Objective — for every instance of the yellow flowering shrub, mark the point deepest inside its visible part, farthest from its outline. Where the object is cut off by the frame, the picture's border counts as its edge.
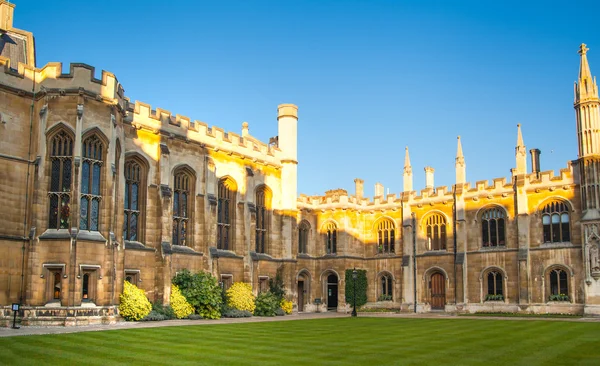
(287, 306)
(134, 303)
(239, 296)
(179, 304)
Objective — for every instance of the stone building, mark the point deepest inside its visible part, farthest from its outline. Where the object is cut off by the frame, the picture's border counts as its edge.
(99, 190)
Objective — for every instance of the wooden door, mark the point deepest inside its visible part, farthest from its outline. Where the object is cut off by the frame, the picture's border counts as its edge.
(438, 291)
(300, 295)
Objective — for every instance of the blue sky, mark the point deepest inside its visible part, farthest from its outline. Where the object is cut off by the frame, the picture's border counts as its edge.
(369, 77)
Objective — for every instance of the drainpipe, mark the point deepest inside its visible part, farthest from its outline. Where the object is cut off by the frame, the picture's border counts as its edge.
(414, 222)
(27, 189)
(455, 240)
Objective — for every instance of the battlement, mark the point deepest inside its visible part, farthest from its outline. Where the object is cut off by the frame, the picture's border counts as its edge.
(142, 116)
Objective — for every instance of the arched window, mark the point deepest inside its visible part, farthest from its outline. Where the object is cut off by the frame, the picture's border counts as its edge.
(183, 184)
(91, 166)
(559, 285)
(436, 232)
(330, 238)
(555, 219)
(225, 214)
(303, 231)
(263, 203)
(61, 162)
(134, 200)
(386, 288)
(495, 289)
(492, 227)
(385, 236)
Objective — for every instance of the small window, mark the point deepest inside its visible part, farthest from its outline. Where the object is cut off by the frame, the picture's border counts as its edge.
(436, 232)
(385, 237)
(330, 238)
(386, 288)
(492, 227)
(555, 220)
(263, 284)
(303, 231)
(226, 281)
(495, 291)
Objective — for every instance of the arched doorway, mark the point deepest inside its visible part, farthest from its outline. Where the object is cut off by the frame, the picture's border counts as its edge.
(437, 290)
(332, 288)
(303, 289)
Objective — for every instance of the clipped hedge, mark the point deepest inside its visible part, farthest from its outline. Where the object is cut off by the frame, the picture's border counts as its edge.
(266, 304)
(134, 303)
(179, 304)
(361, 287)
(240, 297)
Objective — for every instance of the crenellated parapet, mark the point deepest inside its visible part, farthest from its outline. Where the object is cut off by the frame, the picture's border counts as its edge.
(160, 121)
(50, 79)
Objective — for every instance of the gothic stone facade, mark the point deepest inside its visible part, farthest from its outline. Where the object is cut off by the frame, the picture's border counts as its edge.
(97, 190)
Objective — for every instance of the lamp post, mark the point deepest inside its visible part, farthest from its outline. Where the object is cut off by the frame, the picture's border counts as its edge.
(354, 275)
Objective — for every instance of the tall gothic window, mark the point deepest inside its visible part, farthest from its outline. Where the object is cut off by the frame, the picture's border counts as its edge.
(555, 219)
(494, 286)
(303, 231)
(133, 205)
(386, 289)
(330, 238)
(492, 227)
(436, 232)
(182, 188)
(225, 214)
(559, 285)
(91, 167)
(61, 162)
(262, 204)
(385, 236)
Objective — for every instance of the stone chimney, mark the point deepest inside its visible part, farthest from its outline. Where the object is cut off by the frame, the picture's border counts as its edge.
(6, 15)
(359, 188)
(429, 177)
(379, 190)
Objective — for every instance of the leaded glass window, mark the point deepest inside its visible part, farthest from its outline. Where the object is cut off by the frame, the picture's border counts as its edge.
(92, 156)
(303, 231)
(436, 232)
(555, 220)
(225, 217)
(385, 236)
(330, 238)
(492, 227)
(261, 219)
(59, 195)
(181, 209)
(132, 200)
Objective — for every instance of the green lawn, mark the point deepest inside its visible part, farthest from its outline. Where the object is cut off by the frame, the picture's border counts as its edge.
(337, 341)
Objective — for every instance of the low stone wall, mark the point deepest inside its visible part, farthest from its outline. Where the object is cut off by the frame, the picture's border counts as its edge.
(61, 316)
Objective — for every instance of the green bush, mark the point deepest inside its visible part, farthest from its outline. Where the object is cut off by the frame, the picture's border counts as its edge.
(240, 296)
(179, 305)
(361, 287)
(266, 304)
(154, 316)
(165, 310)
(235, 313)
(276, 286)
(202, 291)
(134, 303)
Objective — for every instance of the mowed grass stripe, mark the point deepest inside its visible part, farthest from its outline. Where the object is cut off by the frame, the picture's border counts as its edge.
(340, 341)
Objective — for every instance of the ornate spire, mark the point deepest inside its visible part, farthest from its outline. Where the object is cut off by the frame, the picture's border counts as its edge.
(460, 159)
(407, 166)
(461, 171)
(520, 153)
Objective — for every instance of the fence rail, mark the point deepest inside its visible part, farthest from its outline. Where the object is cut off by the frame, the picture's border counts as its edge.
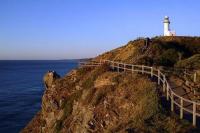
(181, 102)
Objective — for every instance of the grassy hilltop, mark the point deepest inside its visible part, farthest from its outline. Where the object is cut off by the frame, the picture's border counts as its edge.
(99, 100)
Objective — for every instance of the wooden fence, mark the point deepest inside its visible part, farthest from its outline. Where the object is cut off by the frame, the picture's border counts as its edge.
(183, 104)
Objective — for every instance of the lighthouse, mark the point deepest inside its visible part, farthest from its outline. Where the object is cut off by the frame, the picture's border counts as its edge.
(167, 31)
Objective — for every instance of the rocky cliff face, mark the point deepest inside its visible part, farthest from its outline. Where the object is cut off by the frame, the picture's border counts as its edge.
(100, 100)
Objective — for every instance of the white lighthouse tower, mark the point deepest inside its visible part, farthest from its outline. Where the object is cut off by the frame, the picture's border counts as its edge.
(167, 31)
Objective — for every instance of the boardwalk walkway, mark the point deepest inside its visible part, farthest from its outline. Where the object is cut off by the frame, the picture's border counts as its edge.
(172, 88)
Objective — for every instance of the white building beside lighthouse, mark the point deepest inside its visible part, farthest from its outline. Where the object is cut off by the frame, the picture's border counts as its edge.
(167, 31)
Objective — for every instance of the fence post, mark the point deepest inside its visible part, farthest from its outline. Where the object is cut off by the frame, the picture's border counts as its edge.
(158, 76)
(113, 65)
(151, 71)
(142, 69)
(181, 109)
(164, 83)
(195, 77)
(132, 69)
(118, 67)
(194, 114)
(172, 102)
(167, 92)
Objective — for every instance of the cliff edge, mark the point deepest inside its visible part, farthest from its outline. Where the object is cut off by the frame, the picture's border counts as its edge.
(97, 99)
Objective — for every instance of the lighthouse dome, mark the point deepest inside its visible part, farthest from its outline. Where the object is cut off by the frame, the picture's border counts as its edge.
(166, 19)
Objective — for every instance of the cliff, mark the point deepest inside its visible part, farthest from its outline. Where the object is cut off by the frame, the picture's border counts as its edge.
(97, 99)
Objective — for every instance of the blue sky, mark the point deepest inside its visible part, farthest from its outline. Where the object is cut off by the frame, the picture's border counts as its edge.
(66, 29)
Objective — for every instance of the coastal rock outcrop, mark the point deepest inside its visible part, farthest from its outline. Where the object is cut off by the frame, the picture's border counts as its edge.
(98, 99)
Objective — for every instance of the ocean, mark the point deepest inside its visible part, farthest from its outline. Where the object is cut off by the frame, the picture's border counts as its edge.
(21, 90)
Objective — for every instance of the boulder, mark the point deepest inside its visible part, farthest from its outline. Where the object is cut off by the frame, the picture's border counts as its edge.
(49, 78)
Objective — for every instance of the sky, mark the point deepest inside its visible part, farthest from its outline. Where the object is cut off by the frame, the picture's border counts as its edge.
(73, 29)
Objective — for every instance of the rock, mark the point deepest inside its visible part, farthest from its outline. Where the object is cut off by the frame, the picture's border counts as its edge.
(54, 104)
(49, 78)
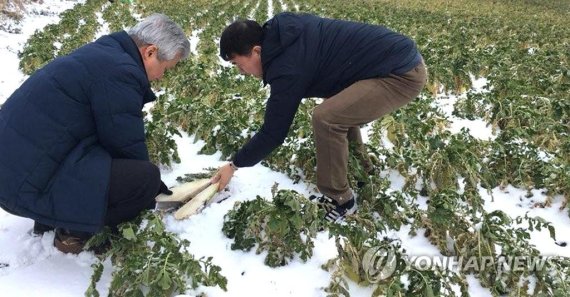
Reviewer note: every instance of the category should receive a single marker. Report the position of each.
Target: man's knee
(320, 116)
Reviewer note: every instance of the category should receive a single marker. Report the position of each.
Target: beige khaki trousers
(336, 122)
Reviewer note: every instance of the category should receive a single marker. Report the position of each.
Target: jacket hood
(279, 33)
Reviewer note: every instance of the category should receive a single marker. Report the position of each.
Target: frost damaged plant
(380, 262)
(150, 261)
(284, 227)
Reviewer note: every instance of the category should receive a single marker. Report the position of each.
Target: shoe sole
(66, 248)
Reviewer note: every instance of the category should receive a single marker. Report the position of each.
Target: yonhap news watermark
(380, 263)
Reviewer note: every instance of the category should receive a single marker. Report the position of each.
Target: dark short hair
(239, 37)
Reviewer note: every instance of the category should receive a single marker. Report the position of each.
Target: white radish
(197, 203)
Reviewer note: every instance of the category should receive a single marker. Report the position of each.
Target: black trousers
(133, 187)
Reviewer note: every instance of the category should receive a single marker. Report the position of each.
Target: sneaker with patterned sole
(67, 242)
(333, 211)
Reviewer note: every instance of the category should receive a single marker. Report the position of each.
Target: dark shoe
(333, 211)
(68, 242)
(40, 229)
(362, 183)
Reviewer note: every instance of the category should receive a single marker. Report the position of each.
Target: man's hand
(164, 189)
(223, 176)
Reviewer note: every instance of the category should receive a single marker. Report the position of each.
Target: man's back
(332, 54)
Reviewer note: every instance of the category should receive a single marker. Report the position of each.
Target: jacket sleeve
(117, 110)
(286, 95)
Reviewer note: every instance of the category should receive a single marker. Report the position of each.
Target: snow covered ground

**Exercise:**
Once the line containing "Target: jacket sleeve" is found, please retype it and every remaining line of the listing above, exactly, with nothing else.

**Written reply:**
Target: jacket sleeve
(117, 110)
(286, 95)
Reviewer note: every instance of the category should receive a single marker. Report the position of each.
Target: snow covered ground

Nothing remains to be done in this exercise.